TASK PROMPT: Rewrite the rows from the line with "Practice. Locate the red awning" up to and including the line with "[(234, 31), (72, 231), (203, 19)]", swapping "red awning" for "blue awning" and leaving everything else untouched.

Excerpts from point annotation data
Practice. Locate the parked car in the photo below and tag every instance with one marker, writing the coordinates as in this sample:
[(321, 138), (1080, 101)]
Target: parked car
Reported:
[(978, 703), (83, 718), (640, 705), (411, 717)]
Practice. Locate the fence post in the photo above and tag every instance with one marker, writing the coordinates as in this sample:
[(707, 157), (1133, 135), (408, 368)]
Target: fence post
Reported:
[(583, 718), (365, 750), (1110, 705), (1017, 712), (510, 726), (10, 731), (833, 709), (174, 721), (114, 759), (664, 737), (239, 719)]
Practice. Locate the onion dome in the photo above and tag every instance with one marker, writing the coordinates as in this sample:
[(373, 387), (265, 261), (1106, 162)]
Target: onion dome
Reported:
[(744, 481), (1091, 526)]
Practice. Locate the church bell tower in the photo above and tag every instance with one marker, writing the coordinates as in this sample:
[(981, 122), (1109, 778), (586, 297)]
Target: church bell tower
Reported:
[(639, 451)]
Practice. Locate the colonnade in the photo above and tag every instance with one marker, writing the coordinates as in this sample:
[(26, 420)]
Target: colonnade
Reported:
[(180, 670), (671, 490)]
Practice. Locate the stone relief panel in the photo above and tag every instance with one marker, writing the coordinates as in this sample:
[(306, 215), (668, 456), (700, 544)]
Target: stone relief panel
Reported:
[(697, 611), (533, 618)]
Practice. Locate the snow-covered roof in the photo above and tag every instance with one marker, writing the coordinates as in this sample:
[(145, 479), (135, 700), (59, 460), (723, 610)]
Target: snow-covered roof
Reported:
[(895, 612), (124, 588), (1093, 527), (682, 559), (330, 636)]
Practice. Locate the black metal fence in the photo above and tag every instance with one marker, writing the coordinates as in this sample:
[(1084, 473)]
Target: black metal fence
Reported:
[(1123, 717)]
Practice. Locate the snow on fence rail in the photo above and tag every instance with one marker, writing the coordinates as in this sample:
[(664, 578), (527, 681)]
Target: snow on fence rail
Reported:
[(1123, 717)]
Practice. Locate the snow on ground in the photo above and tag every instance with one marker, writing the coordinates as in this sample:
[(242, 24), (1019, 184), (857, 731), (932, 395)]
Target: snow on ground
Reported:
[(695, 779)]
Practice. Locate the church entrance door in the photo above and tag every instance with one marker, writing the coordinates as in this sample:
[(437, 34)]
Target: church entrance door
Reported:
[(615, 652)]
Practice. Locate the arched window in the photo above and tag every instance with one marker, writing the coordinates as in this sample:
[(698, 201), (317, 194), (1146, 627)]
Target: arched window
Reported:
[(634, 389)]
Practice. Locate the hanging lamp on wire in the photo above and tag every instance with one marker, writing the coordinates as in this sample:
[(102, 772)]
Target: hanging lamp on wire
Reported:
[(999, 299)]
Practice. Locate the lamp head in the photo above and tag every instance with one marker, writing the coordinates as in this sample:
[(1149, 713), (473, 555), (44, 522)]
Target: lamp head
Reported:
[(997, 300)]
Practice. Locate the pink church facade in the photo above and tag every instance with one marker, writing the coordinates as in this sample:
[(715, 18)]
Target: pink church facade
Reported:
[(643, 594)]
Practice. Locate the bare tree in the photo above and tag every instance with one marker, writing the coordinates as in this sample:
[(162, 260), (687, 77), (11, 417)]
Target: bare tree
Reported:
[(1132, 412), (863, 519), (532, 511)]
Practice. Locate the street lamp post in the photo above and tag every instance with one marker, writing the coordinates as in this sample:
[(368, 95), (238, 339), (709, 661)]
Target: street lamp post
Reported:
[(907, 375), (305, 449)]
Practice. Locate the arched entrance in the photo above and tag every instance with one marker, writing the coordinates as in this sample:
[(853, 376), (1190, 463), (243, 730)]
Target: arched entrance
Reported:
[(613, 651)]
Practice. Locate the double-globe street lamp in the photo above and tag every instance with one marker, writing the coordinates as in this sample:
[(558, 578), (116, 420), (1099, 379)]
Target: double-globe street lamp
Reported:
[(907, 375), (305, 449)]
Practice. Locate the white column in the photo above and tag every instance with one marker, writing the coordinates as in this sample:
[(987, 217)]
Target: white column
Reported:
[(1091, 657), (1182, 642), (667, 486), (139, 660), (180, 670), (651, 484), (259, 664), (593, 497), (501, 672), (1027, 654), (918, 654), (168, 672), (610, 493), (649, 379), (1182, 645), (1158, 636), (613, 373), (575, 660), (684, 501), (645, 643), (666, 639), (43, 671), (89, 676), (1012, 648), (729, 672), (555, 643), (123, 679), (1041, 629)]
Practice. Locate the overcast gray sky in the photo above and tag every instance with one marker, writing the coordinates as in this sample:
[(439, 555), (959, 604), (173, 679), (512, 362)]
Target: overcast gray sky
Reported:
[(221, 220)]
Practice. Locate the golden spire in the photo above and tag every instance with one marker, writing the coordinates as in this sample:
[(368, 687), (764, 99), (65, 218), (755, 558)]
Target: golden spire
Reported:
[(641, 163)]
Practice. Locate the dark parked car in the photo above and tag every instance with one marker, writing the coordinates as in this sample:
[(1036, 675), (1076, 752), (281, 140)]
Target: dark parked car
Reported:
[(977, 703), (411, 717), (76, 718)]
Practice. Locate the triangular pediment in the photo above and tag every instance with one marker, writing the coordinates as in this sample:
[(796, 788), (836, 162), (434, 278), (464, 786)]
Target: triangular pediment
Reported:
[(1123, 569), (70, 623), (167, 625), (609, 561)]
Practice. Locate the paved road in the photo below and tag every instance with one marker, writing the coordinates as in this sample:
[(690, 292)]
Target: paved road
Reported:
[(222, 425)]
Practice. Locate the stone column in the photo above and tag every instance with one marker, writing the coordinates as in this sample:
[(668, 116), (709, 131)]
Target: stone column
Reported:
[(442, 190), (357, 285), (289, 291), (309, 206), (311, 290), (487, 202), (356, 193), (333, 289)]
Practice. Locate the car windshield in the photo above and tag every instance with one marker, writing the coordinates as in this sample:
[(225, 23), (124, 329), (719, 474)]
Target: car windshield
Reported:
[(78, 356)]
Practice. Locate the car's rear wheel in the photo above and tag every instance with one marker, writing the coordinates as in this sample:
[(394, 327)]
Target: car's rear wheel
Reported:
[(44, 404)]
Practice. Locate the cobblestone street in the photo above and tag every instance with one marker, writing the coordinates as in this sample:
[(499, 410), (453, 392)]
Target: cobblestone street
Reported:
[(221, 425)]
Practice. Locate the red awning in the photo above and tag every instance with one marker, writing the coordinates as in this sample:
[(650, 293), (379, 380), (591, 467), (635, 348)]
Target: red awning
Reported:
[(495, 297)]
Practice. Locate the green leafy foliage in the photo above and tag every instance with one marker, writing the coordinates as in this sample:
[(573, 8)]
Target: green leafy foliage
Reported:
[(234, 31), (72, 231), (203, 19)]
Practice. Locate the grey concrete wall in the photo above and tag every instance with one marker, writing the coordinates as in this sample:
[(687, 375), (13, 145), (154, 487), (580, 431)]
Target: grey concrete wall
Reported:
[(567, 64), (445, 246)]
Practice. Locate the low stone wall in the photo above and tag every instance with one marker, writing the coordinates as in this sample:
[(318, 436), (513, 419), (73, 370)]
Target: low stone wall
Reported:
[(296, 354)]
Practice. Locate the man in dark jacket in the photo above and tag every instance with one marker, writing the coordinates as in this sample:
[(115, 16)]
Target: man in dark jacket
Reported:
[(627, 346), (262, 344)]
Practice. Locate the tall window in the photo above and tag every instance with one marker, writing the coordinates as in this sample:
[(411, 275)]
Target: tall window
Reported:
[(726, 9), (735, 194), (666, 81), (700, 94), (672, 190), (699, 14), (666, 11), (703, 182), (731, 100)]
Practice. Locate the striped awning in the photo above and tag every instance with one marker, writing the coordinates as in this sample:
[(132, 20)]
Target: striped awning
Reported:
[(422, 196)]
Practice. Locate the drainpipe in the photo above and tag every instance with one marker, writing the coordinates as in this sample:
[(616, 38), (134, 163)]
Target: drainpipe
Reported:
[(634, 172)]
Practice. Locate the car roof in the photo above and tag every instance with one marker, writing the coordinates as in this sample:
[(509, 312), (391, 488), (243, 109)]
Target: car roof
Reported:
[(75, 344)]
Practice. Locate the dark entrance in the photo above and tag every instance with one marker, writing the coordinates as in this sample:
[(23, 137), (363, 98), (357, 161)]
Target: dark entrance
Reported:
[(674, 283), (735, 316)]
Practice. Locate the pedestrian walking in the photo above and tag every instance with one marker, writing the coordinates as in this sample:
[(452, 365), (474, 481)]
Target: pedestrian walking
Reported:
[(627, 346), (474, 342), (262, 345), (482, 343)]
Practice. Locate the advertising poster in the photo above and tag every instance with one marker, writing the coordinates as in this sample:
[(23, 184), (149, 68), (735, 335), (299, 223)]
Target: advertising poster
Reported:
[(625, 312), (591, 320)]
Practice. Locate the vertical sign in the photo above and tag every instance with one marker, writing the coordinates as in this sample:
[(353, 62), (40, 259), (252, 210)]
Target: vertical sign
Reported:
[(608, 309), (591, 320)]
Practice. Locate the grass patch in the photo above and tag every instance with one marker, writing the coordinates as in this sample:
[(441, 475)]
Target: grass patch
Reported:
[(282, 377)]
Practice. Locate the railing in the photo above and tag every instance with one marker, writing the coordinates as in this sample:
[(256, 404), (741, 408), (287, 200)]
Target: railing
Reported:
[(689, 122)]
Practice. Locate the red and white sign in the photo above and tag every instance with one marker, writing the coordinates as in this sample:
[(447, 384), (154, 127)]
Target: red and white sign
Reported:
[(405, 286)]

RESULT OF THE EXERCISE:
Practice. Locate the blue awning in the photo above and tag every instance with one marker, writing the coordinates as in this sample:
[(650, 293), (379, 380), (591, 467), (635, 348)]
Target: blue awning
Reported:
[(495, 297)]
Practice. Locate the green leafy foliage in the photo above and tag every instance with one marker, writing the coordinates as in this sample:
[(573, 8)]
Target: green leafy foliage
Reported:
[(234, 31), (72, 231), (203, 19)]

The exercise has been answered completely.